▶ _Source records_
---------------

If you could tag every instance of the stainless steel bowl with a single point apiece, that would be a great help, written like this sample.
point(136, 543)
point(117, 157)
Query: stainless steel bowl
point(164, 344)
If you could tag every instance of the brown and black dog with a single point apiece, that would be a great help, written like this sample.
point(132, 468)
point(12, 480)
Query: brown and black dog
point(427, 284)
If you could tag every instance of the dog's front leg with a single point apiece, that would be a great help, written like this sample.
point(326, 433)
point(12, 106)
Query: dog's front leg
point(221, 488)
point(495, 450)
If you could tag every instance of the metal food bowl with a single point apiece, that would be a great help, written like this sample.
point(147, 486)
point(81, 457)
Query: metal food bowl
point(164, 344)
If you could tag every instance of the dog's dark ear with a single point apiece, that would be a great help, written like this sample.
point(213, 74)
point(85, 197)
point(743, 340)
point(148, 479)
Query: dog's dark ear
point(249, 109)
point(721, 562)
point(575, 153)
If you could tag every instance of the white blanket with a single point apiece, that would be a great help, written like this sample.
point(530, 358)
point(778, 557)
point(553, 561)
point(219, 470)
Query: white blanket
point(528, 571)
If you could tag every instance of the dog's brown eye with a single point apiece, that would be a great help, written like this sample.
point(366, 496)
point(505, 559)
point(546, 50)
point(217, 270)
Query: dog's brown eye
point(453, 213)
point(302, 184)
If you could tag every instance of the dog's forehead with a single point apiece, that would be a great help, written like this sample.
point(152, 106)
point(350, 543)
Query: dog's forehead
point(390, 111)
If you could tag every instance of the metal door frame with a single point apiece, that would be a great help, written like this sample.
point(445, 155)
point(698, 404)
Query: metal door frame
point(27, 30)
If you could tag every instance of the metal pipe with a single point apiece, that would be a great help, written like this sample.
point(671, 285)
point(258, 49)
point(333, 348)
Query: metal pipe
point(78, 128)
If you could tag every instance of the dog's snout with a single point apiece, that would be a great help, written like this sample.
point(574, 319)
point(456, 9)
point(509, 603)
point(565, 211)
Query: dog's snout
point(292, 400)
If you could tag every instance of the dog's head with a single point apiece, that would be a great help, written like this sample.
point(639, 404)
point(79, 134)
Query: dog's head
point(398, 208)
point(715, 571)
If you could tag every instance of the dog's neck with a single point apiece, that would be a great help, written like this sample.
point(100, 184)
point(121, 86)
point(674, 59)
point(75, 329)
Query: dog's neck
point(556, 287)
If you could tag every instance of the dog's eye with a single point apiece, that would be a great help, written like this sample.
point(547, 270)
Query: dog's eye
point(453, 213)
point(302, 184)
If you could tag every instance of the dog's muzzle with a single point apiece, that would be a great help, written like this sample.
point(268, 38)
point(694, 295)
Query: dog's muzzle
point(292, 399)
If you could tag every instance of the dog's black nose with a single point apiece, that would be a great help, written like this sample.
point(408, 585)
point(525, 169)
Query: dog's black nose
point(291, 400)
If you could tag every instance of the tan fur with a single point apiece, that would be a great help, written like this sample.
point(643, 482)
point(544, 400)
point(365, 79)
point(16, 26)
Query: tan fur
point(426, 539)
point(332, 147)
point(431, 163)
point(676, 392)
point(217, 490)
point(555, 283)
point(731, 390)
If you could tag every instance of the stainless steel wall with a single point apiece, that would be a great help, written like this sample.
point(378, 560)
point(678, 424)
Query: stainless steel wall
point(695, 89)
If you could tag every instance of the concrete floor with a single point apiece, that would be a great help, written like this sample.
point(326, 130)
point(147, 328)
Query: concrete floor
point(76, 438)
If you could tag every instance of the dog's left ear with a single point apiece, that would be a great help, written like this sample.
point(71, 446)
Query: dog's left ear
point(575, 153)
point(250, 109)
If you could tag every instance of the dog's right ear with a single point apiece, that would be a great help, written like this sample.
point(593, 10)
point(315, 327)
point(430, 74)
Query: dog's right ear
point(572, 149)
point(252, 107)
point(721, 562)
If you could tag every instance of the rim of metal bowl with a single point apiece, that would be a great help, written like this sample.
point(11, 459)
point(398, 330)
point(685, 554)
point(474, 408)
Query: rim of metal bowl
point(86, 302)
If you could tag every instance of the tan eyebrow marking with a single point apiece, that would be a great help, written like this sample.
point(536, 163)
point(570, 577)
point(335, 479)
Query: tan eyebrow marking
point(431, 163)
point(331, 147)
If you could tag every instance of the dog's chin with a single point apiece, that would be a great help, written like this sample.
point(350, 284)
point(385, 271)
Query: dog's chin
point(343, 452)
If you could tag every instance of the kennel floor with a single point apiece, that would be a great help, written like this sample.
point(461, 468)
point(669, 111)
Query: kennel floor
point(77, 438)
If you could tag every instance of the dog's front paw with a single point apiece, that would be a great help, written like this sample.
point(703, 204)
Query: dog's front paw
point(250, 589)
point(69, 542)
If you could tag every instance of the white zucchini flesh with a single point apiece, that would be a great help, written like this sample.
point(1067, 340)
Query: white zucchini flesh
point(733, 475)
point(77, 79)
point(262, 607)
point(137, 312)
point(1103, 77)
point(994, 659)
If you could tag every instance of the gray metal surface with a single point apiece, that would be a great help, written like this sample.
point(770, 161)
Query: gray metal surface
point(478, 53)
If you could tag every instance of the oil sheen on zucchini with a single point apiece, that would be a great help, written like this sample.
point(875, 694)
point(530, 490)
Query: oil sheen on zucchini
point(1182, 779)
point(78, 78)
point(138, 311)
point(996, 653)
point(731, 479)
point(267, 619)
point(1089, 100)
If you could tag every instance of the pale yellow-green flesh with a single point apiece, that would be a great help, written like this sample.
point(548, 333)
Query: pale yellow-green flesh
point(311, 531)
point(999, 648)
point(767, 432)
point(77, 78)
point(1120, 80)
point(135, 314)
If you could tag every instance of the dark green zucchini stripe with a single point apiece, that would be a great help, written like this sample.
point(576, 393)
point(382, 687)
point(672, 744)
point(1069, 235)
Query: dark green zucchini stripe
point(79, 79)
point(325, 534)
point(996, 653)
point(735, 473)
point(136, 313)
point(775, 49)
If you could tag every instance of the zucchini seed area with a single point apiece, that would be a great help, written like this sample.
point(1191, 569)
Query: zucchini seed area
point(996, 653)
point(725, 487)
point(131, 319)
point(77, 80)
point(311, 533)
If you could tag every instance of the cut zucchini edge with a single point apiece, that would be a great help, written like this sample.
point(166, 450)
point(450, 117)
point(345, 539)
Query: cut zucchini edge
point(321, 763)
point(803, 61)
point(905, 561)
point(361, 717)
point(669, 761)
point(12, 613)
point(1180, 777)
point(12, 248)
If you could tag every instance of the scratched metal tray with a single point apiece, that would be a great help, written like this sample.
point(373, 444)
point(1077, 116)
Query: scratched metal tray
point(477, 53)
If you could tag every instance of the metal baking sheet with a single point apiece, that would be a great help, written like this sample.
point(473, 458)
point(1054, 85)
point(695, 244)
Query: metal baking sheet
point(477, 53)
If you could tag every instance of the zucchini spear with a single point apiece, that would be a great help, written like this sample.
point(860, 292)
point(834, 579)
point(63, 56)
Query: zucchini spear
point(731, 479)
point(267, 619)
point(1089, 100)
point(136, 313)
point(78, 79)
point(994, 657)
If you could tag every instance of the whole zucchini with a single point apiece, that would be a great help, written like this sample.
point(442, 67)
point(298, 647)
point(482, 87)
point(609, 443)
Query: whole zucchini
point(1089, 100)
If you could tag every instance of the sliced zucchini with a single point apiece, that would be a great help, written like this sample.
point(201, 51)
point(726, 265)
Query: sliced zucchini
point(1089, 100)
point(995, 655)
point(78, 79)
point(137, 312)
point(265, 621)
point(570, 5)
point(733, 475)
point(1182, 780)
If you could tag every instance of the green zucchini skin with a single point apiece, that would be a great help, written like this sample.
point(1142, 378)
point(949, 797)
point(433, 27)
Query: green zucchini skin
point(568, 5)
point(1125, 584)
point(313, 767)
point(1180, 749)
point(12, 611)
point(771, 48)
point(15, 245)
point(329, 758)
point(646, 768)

---------------

▶ _Exercise directions_
Reproduce, unchanged, the lines of the records from the one containing "If you could tag every instance of the dog's head" through the one containing "point(292, 399)", including both of those lines.

▶ _Full solution_
If you could tag every instance of the dog's head with a single point apiece, that would be a great help, written like this sample.
point(639, 404)
point(79, 134)
Query: dog's head
point(398, 208)
point(715, 571)
If you could tag every instance of the dog's neck with a single point apiece, that would be a great help, written like this sample.
point(100, 184)
point(121, 86)
point(674, 59)
point(75, 329)
Query: dog's neck
point(556, 287)
If you could tag every instance of the dog's eye with a single point apiece, that would be a great help, written like this sample.
point(547, 270)
Query: dog's eye
point(453, 213)
point(302, 184)
If you could tag every instance of the dog's muzzle with a single point apiece, that would be a great help, written like this sample.
point(268, 38)
point(694, 295)
Query: dog's muzzle
point(292, 399)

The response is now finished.